Source data: Begin

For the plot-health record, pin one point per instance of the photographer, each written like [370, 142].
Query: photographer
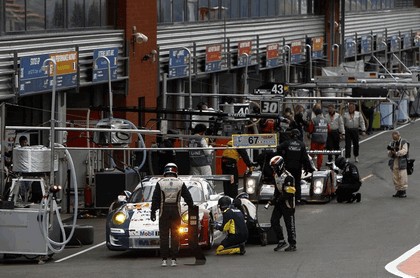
[398, 152]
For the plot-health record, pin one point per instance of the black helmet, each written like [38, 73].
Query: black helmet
[224, 203]
[277, 163]
[295, 133]
[170, 169]
[340, 162]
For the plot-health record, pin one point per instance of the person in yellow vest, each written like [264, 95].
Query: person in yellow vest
[230, 159]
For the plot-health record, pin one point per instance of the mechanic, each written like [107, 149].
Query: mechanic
[350, 182]
[318, 128]
[166, 198]
[353, 121]
[296, 159]
[284, 204]
[336, 130]
[200, 159]
[398, 152]
[235, 226]
[230, 159]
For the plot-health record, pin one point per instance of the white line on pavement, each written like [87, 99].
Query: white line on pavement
[392, 267]
[81, 252]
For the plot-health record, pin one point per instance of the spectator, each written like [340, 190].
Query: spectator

Source data: End

Exercise requirements:
Would you copy all of the data exactly? Keep the pictures out of it.

Your response:
For the plot-health record, pin one point per instance of the photographer, each written like [370, 142].
Query: photographer
[398, 152]
For the plot-health record, pin one point per instance of the black helmet, each written like [38, 73].
Query: black helmet
[224, 203]
[277, 163]
[295, 133]
[170, 169]
[340, 162]
For the plot-health record, pin one point per instance of the person in yellow vest, each written like [264, 95].
Query: person in yellow vest
[230, 159]
For the plot-health record, pin one point per instance of the mechanic, each written like [107, 149].
Query: mechanic
[350, 182]
[318, 128]
[166, 198]
[353, 121]
[296, 159]
[284, 204]
[336, 130]
[200, 159]
[398, 152]
[235, 226]
[230, 159]
For the plot-health record, pin one point per instance of the white line on pavement, each written like [87, 99].
Query: white line on pavement
[392, 267]
[81, 252]
For the plot-health record, pin one point per instance of the spectator, each written like [340, 190].
Query: spectator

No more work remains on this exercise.